◆ Given problem
Find every line below that contains the word "crust", and copy each one in full.

## BEGIN

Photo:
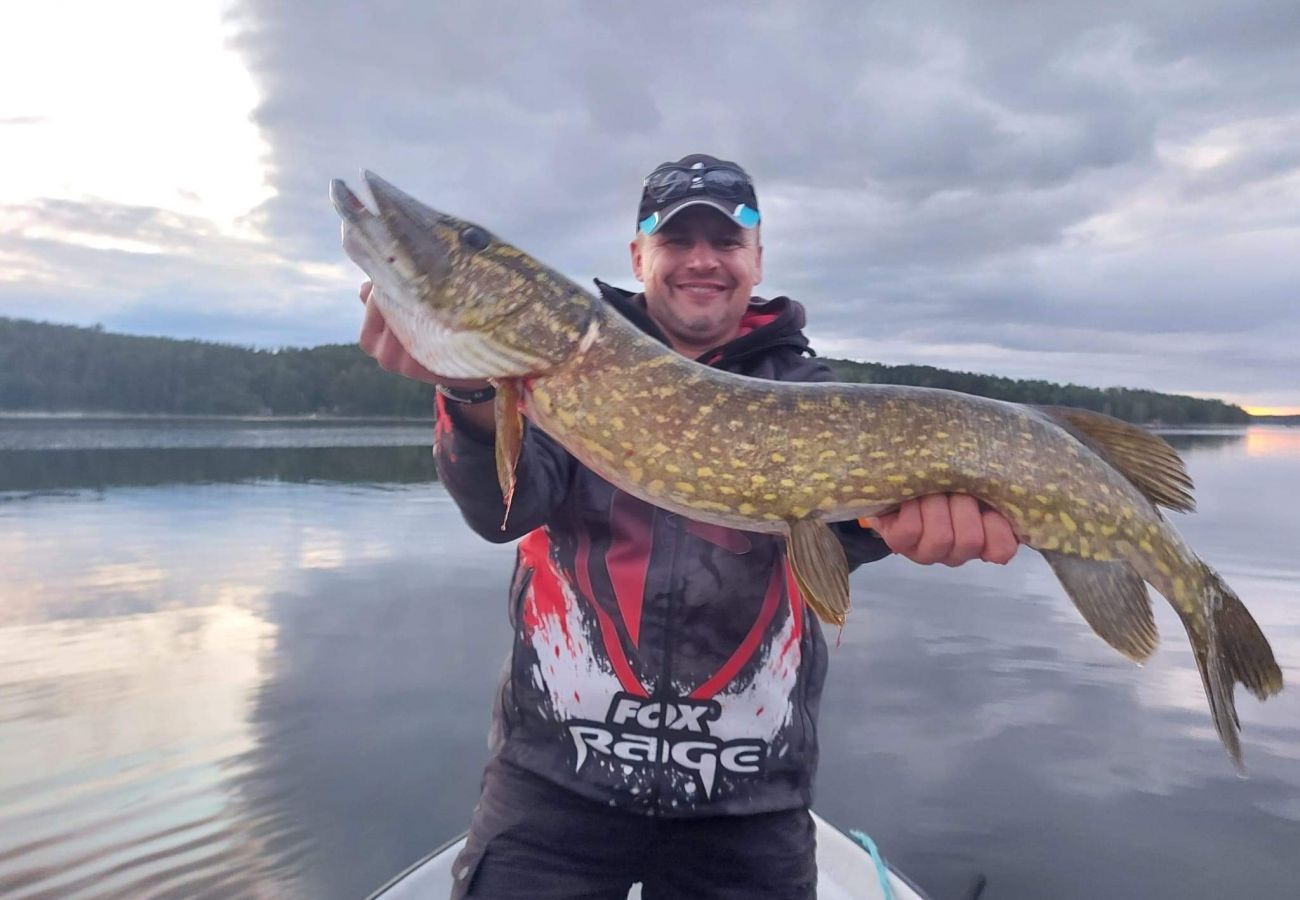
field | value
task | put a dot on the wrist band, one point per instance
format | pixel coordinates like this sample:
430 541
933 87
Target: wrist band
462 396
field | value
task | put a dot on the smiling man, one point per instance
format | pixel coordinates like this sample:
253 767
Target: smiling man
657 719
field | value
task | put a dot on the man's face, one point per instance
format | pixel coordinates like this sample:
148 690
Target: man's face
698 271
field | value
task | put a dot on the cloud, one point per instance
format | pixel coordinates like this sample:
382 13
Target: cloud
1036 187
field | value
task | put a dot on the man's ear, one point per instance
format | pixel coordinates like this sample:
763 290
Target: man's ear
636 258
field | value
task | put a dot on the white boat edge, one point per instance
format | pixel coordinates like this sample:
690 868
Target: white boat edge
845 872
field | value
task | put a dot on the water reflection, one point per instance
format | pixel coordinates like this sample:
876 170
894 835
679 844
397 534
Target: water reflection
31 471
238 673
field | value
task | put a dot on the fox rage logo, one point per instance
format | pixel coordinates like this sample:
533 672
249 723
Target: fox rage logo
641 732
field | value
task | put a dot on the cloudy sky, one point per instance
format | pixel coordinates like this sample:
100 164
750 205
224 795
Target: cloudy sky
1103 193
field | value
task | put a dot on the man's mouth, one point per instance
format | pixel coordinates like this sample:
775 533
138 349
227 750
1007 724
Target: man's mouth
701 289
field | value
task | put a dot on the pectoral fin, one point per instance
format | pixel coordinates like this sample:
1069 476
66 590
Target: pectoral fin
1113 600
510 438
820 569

## END
## BEGIN

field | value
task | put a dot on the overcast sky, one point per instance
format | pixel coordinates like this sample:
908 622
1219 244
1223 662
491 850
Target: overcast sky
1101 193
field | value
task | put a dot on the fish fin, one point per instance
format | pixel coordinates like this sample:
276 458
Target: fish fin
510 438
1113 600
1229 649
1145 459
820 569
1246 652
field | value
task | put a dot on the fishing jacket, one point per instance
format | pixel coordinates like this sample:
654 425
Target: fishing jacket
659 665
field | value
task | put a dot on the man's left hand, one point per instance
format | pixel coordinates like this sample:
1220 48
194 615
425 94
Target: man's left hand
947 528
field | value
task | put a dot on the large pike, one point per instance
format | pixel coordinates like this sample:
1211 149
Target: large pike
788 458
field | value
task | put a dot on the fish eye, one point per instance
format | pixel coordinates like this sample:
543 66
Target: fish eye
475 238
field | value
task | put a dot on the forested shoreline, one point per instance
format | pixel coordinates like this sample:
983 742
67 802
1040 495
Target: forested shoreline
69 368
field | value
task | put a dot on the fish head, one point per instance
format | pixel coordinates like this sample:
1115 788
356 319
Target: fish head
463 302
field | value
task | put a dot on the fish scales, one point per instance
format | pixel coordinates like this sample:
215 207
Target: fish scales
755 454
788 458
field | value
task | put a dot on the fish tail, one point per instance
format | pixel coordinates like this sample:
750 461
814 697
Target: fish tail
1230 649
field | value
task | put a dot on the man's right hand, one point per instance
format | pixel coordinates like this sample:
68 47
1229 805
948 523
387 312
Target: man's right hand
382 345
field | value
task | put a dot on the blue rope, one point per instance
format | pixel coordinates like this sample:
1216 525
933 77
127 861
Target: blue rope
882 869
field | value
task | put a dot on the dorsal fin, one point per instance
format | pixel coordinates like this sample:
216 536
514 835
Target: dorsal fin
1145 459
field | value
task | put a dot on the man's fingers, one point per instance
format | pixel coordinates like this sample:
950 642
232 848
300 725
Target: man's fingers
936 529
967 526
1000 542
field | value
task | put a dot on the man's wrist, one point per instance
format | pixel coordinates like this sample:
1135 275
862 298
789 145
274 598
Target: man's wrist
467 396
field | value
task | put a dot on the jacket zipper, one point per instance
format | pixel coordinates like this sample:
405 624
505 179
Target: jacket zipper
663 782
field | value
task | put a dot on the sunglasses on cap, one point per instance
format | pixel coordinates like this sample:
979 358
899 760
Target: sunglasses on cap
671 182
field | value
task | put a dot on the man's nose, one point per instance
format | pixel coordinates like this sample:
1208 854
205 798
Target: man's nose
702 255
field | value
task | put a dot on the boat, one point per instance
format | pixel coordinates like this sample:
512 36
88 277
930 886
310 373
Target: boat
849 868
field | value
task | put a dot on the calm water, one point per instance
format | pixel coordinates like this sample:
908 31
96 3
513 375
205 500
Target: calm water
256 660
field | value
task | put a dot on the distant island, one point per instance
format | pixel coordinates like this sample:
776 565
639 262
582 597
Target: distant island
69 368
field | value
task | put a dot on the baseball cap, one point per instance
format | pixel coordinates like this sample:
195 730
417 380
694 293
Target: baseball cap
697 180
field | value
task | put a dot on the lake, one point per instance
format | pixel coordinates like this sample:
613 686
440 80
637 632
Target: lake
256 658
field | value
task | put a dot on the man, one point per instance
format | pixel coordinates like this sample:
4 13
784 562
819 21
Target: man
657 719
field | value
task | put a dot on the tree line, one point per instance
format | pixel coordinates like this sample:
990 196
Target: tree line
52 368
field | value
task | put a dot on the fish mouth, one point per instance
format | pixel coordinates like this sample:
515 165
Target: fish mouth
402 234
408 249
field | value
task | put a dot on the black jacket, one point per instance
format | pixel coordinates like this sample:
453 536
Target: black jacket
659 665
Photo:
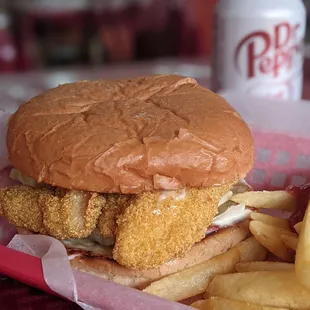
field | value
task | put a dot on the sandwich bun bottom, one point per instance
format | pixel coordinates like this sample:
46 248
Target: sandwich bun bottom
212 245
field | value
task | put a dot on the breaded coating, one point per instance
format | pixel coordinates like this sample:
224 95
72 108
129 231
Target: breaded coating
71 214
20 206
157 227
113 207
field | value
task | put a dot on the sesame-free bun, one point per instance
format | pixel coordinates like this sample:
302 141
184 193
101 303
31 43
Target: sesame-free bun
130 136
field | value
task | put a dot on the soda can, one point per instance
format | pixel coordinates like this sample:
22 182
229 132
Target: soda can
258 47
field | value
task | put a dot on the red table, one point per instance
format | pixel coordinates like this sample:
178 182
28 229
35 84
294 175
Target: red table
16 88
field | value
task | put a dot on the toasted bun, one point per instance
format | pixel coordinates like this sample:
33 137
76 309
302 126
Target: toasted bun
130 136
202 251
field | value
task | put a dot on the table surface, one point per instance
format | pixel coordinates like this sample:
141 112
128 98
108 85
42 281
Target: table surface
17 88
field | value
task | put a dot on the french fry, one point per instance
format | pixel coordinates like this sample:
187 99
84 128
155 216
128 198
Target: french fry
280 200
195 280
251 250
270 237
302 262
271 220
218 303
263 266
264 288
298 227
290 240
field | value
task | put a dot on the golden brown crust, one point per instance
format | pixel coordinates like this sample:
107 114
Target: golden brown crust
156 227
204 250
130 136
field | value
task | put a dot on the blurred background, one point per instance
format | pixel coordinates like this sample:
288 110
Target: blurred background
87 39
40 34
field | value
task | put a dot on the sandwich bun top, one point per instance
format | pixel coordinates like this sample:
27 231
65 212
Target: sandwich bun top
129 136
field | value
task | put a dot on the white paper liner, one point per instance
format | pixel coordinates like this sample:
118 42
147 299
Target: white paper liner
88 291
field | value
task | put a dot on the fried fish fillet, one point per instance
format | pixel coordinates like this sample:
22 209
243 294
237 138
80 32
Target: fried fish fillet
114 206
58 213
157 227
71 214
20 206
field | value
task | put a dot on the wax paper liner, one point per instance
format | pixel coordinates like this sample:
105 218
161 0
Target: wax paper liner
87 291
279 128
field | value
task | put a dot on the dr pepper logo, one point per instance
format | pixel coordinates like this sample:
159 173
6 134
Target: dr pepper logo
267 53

## END

◆ Exercise solution
task | put a dot on the golden brown crust, one point per instance
Target: golden brown crust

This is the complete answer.